== Tasks and exercises ==
A - Reproduce the betrayal trauma passage from "You’ve tried everything" to "it’s not working.".
B - In the betrayal trauma passage, what is named as the first thing to understand?
C - Pick up the betrayal trauma passage where it stops and keep writing.

You’ve been betrayed...
You’ve tried everything in the book to try to fix it...
You’re doing more, trying to keep everything calm, just so it will go away...
...and it’s not working.
You still feel stuck, lonely, tired and afraid...just waiting for the next shoe to drop.
You also have days where you get glimpses of the marriage you long for....
Reminders of the man you truly love and how good and wonderful he is...
You feel connected at times and love your life together...
So how do these things reconcile? How can you find healing?
Understand what trauma is
The first thing to understand is that you are dealing with betrayal trauma. Your husband’s behaviors have nothing to do with you or anything you did or didn’t do. They were his choices. And for sure they have an impact on you, but you DID NOT cause his addiction. AND you cannot cure it.
What you CAN do is find healing for yourself by...
...letting go of control,
...surrendering the outcome of your life and your marriage to the Lord,
...and focus on finding healing FOR yourself, from your betrayal trauma.

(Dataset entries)
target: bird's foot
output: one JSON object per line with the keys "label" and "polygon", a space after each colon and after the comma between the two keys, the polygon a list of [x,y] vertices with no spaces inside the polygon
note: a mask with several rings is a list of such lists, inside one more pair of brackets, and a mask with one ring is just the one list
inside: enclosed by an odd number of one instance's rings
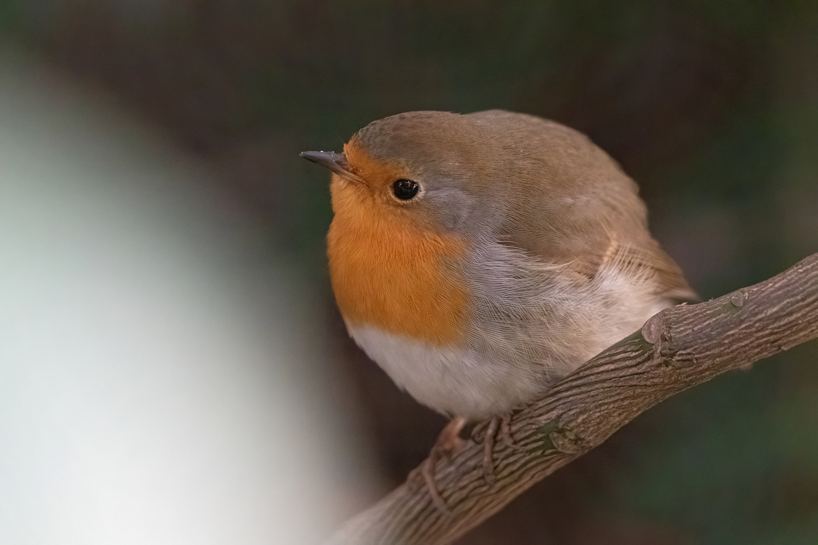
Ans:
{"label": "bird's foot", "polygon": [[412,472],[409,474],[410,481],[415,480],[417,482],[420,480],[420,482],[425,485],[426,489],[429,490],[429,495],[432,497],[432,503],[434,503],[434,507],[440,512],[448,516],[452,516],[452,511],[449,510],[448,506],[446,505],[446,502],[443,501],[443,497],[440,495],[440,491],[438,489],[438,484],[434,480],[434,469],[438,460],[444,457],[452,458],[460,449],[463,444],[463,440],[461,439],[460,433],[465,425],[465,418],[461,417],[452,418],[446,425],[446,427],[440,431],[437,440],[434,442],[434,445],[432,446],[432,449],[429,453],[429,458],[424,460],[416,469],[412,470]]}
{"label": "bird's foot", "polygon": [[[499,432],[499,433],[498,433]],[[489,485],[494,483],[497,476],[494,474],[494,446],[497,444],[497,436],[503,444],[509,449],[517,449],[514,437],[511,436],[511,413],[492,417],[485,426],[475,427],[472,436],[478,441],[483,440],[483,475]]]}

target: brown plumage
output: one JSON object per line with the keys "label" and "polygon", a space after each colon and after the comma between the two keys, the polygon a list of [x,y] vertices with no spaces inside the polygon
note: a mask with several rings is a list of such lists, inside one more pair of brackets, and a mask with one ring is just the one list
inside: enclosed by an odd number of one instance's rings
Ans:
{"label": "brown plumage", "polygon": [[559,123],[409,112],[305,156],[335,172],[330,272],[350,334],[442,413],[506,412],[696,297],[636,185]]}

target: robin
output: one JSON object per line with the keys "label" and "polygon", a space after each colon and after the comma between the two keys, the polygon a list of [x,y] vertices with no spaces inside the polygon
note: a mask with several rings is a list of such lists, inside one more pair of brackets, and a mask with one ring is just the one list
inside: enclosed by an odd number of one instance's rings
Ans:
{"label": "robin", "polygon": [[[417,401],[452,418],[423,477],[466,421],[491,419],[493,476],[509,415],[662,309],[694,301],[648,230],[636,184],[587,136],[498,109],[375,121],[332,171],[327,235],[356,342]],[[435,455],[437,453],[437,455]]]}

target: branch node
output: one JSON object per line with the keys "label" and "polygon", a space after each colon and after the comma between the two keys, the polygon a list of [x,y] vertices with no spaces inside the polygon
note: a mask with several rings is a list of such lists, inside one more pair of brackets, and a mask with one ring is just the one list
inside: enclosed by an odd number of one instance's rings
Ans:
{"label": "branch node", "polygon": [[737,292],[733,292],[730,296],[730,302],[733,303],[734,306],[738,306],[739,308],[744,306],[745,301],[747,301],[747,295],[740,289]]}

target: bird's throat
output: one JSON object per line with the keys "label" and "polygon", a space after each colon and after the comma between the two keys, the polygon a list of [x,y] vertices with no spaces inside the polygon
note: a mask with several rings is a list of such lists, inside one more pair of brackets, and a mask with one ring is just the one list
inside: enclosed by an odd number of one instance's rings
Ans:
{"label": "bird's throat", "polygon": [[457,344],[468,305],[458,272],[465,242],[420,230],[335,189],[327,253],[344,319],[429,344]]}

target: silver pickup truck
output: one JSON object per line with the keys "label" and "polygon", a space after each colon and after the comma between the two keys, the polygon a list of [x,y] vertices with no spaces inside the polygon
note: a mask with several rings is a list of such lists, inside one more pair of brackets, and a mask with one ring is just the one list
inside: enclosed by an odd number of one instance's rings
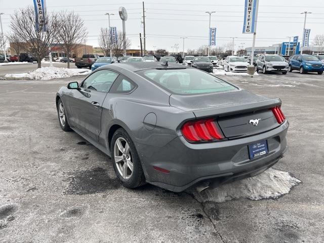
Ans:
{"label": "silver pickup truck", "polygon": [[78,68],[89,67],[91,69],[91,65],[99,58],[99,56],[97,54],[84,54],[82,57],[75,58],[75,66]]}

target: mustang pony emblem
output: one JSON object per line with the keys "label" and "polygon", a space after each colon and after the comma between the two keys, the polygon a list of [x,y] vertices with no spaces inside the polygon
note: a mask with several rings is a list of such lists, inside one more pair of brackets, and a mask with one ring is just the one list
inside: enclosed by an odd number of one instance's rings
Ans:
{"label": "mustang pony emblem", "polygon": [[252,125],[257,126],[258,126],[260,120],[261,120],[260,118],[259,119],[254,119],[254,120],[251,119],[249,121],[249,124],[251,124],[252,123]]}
---
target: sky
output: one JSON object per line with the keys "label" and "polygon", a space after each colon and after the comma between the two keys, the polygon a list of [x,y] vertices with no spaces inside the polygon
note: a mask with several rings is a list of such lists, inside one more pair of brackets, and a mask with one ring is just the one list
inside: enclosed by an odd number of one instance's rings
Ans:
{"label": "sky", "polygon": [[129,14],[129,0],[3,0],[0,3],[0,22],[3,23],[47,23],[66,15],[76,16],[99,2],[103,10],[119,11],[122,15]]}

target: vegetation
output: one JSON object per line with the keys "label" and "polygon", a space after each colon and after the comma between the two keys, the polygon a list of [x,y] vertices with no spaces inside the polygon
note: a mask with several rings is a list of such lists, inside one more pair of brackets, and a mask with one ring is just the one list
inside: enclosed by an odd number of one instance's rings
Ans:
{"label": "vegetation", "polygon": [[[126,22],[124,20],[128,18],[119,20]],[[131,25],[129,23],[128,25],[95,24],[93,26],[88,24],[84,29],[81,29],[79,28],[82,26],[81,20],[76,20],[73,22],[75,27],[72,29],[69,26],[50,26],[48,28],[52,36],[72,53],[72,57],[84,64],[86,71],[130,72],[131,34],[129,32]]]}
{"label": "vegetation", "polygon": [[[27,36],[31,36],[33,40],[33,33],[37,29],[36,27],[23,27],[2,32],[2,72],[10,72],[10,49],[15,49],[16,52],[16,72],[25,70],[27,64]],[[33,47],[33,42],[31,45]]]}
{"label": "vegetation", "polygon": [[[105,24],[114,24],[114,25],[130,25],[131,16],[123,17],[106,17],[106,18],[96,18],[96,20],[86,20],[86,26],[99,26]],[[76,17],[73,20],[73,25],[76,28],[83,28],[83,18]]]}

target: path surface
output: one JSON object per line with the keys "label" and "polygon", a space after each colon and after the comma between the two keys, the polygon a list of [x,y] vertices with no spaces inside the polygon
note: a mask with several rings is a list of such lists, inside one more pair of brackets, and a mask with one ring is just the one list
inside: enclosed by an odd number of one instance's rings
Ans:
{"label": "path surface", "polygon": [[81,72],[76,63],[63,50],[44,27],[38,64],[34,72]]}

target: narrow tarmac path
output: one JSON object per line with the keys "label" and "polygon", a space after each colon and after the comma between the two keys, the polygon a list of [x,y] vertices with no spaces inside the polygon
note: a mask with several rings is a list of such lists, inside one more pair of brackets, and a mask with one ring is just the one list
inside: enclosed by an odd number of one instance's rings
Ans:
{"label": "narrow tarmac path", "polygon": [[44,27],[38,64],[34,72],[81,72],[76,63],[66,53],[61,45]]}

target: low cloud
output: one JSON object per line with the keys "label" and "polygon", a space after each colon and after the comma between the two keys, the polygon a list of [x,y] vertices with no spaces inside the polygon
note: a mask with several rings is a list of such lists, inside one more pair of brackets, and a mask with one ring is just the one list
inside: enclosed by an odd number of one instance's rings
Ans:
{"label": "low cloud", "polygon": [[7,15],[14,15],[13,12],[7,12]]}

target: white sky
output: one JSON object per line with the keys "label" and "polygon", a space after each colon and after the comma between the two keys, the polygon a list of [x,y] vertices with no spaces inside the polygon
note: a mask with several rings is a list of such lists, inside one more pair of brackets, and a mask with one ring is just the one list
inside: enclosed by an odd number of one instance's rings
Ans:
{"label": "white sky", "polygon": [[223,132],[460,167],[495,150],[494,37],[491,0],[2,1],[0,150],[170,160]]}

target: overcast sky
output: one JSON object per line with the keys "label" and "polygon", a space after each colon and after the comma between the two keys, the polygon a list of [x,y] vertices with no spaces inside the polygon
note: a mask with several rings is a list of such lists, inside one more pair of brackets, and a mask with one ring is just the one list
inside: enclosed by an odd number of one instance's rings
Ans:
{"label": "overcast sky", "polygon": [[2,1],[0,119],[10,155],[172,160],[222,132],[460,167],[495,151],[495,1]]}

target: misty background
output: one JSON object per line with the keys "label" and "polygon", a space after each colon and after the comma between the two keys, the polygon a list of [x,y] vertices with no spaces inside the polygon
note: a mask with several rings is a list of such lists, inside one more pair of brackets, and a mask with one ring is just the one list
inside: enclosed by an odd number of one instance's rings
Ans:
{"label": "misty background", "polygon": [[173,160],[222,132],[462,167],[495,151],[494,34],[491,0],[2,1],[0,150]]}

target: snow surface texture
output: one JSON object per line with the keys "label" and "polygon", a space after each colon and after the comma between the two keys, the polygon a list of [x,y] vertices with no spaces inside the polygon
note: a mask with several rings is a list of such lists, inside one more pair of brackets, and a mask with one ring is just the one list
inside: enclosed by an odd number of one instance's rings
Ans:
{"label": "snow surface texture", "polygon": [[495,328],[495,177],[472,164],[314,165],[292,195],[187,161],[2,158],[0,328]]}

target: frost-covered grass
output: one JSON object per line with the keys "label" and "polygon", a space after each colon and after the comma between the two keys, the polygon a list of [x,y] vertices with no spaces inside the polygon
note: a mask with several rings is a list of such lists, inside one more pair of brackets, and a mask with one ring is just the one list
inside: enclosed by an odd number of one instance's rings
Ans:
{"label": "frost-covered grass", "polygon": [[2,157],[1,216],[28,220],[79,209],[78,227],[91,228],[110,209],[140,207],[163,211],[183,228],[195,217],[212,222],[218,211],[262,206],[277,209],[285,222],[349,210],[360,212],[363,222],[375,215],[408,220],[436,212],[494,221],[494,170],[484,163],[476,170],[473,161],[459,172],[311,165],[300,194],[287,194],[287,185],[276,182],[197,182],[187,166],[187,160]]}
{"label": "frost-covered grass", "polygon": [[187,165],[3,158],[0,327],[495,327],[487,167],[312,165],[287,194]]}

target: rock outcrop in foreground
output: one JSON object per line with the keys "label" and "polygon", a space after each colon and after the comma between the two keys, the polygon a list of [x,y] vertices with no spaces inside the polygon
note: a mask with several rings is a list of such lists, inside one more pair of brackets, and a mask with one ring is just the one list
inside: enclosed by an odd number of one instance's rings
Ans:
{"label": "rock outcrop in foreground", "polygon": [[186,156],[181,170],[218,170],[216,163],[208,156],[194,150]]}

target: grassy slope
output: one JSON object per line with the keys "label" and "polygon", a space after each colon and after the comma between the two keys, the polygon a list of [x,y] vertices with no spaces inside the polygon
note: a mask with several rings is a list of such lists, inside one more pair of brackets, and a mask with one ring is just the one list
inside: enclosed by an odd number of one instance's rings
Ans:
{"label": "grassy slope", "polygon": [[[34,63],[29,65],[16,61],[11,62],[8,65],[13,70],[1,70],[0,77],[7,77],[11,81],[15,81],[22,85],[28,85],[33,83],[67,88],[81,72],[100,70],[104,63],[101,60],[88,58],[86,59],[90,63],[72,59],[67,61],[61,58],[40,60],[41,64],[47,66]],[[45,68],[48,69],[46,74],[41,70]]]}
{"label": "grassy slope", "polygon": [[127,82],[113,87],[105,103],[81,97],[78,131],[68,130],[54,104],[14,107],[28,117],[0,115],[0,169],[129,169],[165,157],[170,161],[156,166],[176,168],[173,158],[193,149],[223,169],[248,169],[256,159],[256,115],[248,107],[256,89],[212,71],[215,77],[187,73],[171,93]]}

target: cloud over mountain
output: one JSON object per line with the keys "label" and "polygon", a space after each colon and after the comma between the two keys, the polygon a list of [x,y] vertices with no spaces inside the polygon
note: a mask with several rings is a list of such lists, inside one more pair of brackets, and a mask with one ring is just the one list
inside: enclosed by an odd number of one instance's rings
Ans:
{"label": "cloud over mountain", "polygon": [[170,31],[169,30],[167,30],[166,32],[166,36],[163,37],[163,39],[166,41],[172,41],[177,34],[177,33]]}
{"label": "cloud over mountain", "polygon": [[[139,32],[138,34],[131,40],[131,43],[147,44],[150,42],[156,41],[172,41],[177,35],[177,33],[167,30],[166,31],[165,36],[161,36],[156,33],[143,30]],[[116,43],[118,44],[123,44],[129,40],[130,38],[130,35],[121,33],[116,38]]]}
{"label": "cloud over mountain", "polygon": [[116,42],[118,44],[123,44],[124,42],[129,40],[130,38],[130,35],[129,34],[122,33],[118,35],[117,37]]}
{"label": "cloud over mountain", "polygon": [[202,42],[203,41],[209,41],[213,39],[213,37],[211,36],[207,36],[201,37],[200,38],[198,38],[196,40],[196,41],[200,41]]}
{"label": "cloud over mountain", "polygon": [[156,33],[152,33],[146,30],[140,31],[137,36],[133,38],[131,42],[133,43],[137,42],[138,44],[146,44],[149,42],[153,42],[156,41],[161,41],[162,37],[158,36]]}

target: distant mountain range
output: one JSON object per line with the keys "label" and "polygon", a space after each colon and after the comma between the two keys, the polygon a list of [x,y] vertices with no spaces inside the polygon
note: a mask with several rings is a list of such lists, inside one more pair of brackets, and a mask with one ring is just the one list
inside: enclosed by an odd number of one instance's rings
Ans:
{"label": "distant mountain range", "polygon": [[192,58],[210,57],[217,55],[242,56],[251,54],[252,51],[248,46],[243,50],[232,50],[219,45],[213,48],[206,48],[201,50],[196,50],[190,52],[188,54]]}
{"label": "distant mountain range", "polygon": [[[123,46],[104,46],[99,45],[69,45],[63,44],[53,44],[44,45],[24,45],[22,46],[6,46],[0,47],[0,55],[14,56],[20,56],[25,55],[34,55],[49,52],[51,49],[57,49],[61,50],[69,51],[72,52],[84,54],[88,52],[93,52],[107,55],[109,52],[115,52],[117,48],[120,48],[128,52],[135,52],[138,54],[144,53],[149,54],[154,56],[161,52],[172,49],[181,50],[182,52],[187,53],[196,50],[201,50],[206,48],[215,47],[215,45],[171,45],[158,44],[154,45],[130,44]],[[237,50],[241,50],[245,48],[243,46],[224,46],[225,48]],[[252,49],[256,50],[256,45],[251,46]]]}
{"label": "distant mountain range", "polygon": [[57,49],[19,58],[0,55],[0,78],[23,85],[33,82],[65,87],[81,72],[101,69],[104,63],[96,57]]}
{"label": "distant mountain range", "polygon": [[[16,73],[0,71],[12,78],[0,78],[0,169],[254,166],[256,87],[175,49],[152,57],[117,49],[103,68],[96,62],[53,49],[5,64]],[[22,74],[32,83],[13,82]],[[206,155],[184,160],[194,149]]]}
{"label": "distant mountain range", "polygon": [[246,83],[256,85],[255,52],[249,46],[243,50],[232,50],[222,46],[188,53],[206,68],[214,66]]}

== Responses ==
A -
You’ve tried everything in the book to try to fix it...
You’re doing more, trying to keep everything calm, just so it will go away...
...and it’s not working.

B - That you are dealing with betrayal trauma.

C -
How you show up and how your life has been affected by your husband’s pornography and sex addiction is because you are dealing with betrayal trauma, and it is important to understand the symptoms of trauma to be able to have more compassion with yourself as you seek healing.
For me, the effects of trauma on my life included yelling at my kids more, feeling like I always had to have the house clean to eliminate his stress, giving up my self-care time, isolating from friends and family, crying out of nowhere, not being able to keep track of life...
Any of those resonate with you?
If that’s the case, then you have trapped trauma that you need to heal. And it’s not your fault.
Betrayal trauma is your body and brain’s NATURAL response when betrayal happens. Your brain is designed to protect you, so after any traumatic experience--no matter how large or small--your brain will do everything it can to help you remember that experience and keep it from happening again. Trauma is stored on a cellular level in your brain, body and heart. So it is essential to look at healing it from that perspective.
And the cool thing is...it’s NOT UP TO YOU. Jesus Christ is the Master Healer and HE has the ability to heal your heart right now. You can do simple things. Right here. Right now.
The healing that is available to you through Christ and through becoming more in tune to yourself, learning about the wounds you have (and had even before marriage), and rediscovering WHO and WHOSE you truly are is SO incredible.
You don’t have to be perfect.
You don’t have to be strong enough.
You don’t have to have it all figured out.
You get to show up.
You get to be where you’re at. (Even if it’s angry)
And you get to take the next right step.
Stop trying to do it all on your own. It’s not up to you to save your marriage. And it never was.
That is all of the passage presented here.